Water enters a pipe at \(20^{\circ} \mathrm{C}\) at a rate of \(0.50 \mathrm{~kg} / \mathrm{s}\) and is heated to \(60^{\circ} \mathrm{C}\). The rate of heat transfer to the water is (a) \(20 \mathrm{~kW}\) (b) \(42 \mathrm{~kW}\) (c) \(84 \mathrm{~kW}\) (d) \(126 \mathrm{~kW}\) (e) \(334 \mathrm{~kW}\)

Short Answer

Expert verified
Answer: The rate of heat transfer to the water is \(84 \mathrm{~kW}\).

Step by step solution

01

Identify relevant information and equations

We are given the initial temperature (Ti) of water as \(20^{\circ} \mathrm{C}\), the final temperature (Tf) as \(60^{\circ} \mathrm{C}\), the mass flow rate (m) as \(0.50 \mathrm{~kg}/\mathrm{s}\), and the specific heat capacity (c) of water as \(4200 \mathrm{~J}/(\mathrm{kg}\cdot\mathrm{K})\). The rate of heat transfer (Q) can be calculated using the following equation: \(Q = cm(Tf - Ti)\) Where Q is the rate of heat transfer, c is the specific heat capacity, m is the mass flow rate, Tf and Ti are the final and initial temperatures, respectively.

> DATASET CONTENT:
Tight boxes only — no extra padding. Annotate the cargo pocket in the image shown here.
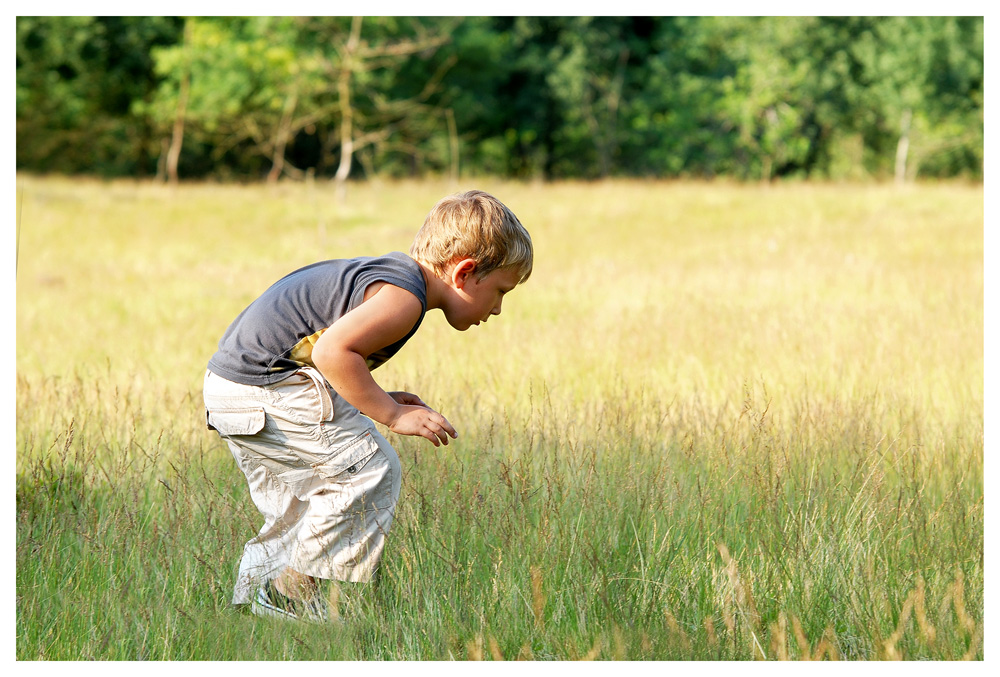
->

> PROBLEMS TO SOLVE:
1) In the heat transfer problem, what value is given for the specific heat capacity of water?
2) Can you turn the paragraph of the heat transfer problem that begins "We are given the initial temperature" into a short list that keeps its main facts?

> SET OF ANSWERS:
1) 4200 J/(kg·K)

2)
- Initial temperature (Ti): 20 °C
- Final temperature (Tf): 60 °C
- Mass flow rate (m): 0.50 kg/s
- Specific heat capacity of water (c): 4200 J/(kg·K)
- Rate of heat transfer: Q = cm(Tf − Ti), where Q is the rate of heat transfer, c the specific heat capacity, m the mass flow rate, and Tf and Ti the final and initial temperatures